» SOURCE DATA:
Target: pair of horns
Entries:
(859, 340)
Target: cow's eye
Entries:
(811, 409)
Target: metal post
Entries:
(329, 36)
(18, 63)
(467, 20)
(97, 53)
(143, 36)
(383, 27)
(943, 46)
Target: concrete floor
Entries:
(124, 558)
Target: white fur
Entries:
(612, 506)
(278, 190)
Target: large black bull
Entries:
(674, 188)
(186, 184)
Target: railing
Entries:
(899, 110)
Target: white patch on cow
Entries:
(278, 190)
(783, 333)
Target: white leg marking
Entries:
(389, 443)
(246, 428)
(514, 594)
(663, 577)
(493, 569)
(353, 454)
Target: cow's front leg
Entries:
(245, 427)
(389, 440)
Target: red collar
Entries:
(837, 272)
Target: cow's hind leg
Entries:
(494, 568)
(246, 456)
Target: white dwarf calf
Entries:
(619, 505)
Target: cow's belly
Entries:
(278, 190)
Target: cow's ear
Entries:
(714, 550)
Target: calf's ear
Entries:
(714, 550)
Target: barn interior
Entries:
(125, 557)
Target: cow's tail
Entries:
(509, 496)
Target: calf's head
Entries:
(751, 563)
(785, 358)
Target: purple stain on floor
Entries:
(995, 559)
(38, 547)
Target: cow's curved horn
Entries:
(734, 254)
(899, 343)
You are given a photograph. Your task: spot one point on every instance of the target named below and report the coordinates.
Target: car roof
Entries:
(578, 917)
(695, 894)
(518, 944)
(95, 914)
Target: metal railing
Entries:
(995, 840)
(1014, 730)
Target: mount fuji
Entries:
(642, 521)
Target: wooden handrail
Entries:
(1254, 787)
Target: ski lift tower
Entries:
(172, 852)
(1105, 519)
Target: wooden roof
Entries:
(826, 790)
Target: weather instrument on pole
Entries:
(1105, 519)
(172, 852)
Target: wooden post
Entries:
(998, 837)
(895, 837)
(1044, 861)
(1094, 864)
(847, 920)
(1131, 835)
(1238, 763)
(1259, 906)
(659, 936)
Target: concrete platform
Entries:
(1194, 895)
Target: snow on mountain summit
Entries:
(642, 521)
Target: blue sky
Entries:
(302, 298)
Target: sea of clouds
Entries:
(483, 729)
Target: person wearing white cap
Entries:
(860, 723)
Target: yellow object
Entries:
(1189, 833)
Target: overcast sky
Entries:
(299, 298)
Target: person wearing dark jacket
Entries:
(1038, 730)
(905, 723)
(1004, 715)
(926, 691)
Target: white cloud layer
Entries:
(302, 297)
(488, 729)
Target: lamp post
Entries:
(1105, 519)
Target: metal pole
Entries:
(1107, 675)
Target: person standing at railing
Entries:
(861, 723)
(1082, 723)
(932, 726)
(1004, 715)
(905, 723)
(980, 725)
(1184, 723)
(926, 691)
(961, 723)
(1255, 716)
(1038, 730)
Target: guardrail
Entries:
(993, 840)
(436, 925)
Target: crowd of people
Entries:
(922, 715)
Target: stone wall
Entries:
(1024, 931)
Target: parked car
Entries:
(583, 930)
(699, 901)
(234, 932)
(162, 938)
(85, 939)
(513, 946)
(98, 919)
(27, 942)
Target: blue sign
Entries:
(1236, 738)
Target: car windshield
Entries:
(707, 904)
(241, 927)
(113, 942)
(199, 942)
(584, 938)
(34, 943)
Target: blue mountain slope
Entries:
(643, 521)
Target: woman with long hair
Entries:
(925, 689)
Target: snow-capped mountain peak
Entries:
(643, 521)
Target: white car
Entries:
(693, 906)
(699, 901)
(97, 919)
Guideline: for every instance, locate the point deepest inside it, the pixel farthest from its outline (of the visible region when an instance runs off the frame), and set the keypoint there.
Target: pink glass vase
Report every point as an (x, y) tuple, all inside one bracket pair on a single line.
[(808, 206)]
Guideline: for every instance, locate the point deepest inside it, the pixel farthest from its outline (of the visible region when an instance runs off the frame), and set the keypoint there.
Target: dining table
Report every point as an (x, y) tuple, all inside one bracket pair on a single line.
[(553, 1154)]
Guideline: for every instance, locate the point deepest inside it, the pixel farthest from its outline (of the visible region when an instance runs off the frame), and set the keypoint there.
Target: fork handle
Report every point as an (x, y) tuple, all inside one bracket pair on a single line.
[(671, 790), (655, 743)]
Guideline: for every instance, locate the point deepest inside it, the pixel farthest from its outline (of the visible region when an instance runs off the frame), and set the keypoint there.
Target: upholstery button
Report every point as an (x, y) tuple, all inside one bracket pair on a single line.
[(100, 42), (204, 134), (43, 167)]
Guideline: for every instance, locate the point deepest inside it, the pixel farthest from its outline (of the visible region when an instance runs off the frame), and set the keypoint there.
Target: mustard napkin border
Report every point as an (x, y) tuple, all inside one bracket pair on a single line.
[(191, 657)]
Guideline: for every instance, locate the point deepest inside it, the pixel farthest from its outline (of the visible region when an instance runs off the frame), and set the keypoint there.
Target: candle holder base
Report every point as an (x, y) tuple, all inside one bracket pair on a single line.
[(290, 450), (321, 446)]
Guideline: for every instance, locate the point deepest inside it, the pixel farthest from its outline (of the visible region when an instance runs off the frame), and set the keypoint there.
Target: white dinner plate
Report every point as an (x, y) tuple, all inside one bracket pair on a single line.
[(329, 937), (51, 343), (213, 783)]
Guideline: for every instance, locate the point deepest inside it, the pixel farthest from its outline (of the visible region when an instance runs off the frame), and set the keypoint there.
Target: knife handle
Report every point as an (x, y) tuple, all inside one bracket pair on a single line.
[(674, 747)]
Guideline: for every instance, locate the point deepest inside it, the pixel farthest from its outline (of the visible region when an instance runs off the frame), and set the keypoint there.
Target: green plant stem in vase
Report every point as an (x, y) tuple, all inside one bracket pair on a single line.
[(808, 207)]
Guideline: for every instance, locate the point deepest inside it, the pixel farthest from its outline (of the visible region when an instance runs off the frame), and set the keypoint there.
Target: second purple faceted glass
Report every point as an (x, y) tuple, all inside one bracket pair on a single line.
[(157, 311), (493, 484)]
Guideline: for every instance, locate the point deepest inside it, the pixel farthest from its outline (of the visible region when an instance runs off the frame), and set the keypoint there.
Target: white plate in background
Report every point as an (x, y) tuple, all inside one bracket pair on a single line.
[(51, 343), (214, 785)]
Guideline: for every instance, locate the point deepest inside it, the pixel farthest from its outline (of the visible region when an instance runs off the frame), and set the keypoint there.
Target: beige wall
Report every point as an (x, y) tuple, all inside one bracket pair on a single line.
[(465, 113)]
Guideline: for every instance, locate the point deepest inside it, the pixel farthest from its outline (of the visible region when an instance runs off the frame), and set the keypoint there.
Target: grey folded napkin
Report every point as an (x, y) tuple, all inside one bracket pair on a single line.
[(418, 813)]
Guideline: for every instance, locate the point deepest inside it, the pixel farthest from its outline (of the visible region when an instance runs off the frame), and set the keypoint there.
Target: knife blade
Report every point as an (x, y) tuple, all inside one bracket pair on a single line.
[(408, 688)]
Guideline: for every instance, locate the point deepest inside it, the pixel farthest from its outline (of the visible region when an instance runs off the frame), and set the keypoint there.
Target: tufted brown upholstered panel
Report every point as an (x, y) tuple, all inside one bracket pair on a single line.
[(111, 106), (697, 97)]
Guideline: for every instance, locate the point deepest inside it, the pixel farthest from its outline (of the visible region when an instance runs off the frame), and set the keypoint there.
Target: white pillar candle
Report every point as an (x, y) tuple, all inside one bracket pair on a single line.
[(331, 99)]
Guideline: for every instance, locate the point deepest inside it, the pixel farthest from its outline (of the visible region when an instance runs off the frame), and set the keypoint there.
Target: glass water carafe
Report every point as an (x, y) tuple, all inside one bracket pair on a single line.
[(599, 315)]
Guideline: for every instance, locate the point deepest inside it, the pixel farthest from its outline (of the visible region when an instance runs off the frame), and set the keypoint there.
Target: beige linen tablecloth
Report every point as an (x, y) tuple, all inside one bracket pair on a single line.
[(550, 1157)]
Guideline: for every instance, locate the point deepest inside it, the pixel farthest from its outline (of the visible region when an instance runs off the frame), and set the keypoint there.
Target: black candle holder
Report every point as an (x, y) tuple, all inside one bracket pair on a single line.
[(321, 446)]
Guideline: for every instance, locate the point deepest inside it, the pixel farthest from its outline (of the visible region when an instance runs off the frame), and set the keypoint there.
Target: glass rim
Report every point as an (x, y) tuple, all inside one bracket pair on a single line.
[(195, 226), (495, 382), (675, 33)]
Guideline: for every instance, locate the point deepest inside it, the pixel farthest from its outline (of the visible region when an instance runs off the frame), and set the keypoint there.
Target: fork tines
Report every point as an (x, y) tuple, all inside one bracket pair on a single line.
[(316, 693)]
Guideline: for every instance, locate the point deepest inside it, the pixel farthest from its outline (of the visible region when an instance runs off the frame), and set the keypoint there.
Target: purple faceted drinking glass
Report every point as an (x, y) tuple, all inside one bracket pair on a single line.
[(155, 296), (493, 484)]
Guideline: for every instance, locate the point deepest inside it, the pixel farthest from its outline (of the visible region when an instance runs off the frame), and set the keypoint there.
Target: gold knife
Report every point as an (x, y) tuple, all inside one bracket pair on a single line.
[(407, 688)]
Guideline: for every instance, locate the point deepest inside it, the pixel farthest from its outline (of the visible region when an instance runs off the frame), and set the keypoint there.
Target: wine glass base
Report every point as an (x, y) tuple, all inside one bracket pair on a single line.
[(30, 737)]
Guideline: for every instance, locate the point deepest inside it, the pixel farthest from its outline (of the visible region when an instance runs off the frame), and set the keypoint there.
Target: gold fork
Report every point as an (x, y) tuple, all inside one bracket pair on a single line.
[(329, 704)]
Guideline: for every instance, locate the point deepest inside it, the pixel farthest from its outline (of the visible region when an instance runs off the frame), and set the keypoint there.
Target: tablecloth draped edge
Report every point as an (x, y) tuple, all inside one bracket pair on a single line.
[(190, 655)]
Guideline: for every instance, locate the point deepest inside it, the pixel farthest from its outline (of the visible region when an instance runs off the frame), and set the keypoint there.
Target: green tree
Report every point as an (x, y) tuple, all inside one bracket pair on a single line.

» WRITTEN REQUEST: Tally the lines in the rows above that contain the word "floor" and give only that number.

» REPLY: 2